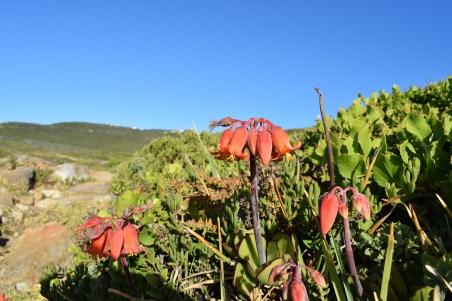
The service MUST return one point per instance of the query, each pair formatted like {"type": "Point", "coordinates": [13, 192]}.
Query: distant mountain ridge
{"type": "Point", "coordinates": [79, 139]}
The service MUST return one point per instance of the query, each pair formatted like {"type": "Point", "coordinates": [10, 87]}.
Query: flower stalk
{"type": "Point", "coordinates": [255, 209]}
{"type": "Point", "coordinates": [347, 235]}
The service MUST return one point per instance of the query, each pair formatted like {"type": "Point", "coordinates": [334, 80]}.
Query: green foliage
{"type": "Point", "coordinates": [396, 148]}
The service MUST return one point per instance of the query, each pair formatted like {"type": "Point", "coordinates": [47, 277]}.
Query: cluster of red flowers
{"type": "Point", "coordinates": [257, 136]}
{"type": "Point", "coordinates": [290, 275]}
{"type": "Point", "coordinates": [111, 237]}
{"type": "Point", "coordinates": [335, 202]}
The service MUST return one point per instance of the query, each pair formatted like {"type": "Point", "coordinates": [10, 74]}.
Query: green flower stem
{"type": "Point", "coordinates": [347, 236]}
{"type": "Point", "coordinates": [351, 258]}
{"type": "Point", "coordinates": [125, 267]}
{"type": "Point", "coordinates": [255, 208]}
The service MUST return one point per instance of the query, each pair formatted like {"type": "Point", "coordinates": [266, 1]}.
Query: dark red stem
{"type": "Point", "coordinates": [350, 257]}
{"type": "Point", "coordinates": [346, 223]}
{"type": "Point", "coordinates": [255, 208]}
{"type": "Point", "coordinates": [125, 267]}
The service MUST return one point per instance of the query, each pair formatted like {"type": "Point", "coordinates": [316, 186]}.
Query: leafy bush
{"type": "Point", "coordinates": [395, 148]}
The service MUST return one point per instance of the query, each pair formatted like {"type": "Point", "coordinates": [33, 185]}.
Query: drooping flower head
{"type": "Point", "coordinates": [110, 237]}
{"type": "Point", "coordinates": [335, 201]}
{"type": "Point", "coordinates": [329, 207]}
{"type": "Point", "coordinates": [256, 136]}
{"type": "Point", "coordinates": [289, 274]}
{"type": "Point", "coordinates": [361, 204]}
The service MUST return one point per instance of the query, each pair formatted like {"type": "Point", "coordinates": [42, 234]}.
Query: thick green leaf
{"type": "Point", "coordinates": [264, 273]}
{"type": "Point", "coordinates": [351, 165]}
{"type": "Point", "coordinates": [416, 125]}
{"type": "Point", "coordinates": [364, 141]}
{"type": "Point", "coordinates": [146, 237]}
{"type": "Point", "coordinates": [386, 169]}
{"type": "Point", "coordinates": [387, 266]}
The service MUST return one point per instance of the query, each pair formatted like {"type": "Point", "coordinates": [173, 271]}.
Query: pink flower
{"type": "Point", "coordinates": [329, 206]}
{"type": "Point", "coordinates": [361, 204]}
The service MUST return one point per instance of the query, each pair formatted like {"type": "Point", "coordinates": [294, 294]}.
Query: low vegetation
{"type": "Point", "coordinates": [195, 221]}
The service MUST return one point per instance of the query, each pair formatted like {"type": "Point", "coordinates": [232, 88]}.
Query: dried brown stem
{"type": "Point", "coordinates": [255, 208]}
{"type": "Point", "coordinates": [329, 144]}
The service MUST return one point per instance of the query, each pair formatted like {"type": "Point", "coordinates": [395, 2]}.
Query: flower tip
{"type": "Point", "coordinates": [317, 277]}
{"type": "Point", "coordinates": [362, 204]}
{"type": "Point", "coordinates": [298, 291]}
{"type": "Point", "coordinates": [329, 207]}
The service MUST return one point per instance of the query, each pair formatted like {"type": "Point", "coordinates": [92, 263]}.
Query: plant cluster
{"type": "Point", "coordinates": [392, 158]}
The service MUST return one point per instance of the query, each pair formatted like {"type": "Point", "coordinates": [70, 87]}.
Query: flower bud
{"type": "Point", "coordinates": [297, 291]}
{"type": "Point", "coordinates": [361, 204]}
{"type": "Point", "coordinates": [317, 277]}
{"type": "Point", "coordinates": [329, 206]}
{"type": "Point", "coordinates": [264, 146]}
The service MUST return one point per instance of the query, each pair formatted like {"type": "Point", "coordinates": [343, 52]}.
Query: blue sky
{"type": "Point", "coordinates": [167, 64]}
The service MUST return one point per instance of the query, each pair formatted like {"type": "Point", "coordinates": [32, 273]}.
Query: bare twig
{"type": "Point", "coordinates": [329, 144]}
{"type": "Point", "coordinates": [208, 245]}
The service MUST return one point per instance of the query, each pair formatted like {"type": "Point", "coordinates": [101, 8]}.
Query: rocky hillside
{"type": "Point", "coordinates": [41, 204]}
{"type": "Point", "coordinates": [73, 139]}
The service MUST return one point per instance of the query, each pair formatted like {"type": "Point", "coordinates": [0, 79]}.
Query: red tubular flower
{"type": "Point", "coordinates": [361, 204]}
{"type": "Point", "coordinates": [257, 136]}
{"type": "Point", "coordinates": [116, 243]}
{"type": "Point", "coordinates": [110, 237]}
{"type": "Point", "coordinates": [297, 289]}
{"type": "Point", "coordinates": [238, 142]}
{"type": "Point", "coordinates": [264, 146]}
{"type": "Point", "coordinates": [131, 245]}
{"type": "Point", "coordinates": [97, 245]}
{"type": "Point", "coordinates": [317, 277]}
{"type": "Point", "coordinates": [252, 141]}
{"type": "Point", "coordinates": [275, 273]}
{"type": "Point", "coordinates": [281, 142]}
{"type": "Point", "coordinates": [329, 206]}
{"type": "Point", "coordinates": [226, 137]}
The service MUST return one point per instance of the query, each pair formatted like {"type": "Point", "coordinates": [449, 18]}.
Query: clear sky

Exercise requirements:
Exactly as written, copy the lines from the one containing "Query: rocky hillside" to the end of the entries, both ends included.

Expected output:
Query: rocky hillside
{"type": "Point", "coordinates": [41, 204]}
{"type": "Point", "coordinates": [73, 139]}
The service MUST return one point per instance of the query, each pair formatted like {"type": "Point", "coordinates": [0, 79]}.
Query: red tubular flower
{"type": "Point", "coordinates": [361, 204]}
{"type": "Point", "coordinates": [257, 136]}
{"type": "Point", "coordinates": [116, 243]}
{"type": "Point", "coordinates": [110, 237]}
{"type": "Point", "coordinates": [297, 289]}
{"type": "Point", "coordinates": [238, 142]}
{"type": "Point", "coordinates": [264, 146]}
{"type": "Point", "coordinates": [131, 245]}
{"type": "Point", "coordinates": [97, 245]}
{"type": "Point", "coordinates": [317, 277]}
{"type": "Point", "coordinates": [252, 141]}
{"type": "Point", "coordinates": [275, 273]}
{"type": "Point", "coordinates": [281, 142]}
{"type": "Point", "coordinates": [329, 206]}
{"type": "Point", "coordinates": [226, 137]}
The service MUST return one point per instance of the query, each pair formatted like {"type": "Point", "coordinates": [449, 18]}.
Query: clear sky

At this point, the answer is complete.